* Work request *
Copy out the final stretch of the listing: the line that contains "wispy cloud with a single point per instance." and all lines after it, exactly as they appear.
### Provided data ###
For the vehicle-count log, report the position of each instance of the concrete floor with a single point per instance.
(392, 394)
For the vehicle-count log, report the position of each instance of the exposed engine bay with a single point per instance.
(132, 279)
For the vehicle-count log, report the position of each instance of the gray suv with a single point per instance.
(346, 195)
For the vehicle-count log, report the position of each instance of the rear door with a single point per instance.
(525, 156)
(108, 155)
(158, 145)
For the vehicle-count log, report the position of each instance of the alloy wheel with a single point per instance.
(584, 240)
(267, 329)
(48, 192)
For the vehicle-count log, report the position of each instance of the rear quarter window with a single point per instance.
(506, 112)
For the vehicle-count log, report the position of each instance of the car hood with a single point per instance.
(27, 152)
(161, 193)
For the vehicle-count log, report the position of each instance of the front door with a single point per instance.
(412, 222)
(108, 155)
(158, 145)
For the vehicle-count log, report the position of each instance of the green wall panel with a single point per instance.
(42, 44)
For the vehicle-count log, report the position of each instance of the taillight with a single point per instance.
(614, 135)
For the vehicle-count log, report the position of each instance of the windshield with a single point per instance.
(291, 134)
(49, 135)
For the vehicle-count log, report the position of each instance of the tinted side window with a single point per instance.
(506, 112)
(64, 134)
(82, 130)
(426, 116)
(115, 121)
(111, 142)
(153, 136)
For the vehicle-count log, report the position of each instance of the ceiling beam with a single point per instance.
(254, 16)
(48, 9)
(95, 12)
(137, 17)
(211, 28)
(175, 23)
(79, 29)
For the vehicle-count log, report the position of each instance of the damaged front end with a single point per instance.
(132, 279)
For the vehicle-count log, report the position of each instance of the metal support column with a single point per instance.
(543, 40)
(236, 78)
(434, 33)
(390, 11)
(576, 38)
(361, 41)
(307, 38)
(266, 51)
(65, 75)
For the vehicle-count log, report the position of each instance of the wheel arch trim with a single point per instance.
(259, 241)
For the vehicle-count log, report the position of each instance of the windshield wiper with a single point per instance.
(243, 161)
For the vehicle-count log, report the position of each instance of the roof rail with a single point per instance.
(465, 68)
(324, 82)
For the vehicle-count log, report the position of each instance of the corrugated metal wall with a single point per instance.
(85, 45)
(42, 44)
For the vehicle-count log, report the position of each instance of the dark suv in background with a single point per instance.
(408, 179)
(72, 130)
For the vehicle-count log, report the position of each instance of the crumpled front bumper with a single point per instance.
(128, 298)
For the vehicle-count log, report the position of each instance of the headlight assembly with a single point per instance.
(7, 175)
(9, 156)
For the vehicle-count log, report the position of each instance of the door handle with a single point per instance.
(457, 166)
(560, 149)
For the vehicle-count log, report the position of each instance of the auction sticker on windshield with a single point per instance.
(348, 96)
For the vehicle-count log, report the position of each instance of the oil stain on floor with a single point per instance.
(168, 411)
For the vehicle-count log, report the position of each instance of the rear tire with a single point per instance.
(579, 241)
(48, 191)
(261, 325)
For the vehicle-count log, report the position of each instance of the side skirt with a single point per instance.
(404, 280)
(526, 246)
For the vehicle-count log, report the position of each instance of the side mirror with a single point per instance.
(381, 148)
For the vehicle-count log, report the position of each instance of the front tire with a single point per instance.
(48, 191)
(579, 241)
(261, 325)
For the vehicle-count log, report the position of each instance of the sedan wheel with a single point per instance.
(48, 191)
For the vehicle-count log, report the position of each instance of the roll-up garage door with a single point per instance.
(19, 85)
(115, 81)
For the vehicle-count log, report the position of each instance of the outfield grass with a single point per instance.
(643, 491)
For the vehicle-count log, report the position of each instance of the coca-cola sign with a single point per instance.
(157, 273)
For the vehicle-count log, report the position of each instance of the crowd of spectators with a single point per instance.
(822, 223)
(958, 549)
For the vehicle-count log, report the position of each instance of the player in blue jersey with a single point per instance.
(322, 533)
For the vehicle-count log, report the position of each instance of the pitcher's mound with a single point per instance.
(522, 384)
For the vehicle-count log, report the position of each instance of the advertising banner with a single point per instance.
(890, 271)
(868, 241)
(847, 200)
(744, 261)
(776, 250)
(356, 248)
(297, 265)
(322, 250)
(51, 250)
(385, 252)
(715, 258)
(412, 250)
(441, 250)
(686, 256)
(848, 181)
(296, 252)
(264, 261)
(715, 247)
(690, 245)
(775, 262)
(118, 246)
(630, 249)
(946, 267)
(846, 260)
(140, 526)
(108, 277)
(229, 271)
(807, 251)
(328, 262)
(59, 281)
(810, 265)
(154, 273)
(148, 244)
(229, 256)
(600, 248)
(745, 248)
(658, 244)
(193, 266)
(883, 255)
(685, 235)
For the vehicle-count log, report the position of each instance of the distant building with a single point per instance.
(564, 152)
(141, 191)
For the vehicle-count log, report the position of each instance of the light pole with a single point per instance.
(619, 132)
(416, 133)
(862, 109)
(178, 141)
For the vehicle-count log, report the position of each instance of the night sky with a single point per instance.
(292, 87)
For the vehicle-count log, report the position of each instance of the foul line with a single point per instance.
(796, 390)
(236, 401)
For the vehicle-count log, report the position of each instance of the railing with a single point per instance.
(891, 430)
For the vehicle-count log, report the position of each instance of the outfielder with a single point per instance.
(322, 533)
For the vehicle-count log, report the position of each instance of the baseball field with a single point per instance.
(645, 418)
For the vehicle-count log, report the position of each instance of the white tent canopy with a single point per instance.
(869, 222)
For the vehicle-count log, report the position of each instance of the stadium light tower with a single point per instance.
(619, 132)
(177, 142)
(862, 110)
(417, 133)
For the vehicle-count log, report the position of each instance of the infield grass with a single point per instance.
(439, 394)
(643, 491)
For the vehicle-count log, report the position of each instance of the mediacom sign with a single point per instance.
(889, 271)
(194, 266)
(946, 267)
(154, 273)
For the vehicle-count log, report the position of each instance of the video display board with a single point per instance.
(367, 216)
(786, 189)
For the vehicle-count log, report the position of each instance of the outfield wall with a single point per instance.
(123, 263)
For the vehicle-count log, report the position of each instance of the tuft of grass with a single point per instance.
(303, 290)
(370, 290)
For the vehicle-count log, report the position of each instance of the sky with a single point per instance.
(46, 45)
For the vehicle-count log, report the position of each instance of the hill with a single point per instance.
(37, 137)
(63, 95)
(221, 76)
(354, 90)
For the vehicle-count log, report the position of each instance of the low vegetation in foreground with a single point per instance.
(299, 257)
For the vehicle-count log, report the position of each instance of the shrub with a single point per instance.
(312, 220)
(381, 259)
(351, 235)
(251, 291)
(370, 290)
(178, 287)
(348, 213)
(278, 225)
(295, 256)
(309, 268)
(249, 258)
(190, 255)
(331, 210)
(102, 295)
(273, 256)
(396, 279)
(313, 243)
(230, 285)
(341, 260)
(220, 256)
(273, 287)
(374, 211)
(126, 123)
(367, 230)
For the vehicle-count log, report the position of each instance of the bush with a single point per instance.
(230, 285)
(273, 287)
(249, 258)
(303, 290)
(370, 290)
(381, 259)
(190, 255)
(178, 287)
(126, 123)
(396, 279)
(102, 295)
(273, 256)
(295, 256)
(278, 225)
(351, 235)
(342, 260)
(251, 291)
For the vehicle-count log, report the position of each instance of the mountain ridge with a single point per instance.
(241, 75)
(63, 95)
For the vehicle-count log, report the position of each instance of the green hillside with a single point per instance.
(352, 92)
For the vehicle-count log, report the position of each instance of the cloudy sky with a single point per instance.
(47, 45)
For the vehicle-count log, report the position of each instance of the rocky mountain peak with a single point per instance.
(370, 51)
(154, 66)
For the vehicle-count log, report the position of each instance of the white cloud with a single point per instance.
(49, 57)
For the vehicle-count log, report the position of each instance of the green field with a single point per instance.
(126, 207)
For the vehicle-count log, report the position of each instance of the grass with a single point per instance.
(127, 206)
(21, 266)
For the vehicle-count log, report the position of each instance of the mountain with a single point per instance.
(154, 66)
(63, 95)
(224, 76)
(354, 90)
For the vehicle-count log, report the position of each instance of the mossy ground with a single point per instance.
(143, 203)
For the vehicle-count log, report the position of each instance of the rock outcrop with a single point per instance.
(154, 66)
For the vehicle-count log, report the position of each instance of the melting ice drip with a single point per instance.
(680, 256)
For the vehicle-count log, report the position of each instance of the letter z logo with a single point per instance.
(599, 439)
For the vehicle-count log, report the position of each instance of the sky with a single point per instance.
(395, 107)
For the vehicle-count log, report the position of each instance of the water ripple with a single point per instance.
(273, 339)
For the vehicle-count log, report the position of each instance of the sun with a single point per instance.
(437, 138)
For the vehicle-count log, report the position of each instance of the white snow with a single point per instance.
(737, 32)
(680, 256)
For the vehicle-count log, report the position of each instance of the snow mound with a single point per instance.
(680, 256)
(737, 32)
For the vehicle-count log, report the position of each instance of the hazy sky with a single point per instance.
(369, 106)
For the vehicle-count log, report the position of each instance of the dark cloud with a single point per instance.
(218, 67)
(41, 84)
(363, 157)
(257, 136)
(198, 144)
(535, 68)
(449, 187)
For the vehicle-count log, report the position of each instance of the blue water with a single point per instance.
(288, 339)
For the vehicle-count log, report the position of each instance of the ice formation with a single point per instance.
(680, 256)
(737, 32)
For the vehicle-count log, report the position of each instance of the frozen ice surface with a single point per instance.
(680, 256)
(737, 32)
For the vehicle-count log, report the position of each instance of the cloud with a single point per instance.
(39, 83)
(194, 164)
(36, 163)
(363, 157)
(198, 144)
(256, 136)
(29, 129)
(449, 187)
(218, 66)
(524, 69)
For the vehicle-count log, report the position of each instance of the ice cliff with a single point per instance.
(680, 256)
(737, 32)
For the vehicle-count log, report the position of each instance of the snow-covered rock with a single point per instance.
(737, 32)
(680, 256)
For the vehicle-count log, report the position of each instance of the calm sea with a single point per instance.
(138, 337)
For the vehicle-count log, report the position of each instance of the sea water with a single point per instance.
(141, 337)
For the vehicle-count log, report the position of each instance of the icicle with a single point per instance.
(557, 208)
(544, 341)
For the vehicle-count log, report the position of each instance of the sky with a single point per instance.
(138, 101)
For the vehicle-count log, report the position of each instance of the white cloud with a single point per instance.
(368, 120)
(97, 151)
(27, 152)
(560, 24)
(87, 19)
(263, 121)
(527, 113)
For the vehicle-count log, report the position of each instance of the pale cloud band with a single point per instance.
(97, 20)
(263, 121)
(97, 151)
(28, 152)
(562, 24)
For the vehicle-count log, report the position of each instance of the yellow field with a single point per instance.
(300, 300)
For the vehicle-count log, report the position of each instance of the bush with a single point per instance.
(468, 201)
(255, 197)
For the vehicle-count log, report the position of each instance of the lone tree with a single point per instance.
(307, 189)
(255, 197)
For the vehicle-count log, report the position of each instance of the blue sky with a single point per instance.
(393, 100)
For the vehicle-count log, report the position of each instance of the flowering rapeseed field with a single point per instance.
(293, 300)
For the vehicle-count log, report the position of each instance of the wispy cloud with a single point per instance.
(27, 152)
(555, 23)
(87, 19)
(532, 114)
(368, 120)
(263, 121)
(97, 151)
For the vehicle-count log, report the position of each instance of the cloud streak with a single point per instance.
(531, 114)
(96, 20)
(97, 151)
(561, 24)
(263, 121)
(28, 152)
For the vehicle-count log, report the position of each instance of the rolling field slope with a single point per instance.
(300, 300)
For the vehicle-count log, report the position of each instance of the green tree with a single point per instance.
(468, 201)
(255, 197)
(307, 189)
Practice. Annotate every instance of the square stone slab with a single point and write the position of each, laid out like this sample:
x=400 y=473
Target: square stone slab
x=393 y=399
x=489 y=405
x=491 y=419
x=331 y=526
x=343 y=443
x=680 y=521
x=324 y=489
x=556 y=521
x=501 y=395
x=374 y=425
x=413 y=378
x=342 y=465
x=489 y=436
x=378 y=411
###
* Answer space *
For the vehicle-count log, report the position of each instance of the wispy cloud with a single point per instance.
(27, 152)
(555, 23)
(87, 19)
(532, 114)
(368, 120)
(263, 121)
(97, 151)
For the vehicle-count log, report the position of each instance of the cloud streak with a single point per instance.
(531, 114)
(96, 20)
(97, 151)
(561, 24)
(263, 121)
(28, 152)
For the vehicle-count log, report the position of each instance of the rolling field slope with a single point per instance.
(300, 300)
For the vehicle-count log, report the position of each instance of the green tree with a single point per instance.
(468, 201)
(255, 197)
(307, 189)
Practice. Annotate every instance of the square stone slab with a single point and write the position of each, laid out like this sample:
x=400 y=473
Target: square stone slab
x=393 y=399
x=489 y=405
x=491 y=419
x=331 y=526
x=343 y=443
x=680 y=521
x=324 y=489
x=556 y=521
x=501 y=395
x=374 y=425
x=413 y=378
x=342 y=465
x=489 y=436
x=378 y=411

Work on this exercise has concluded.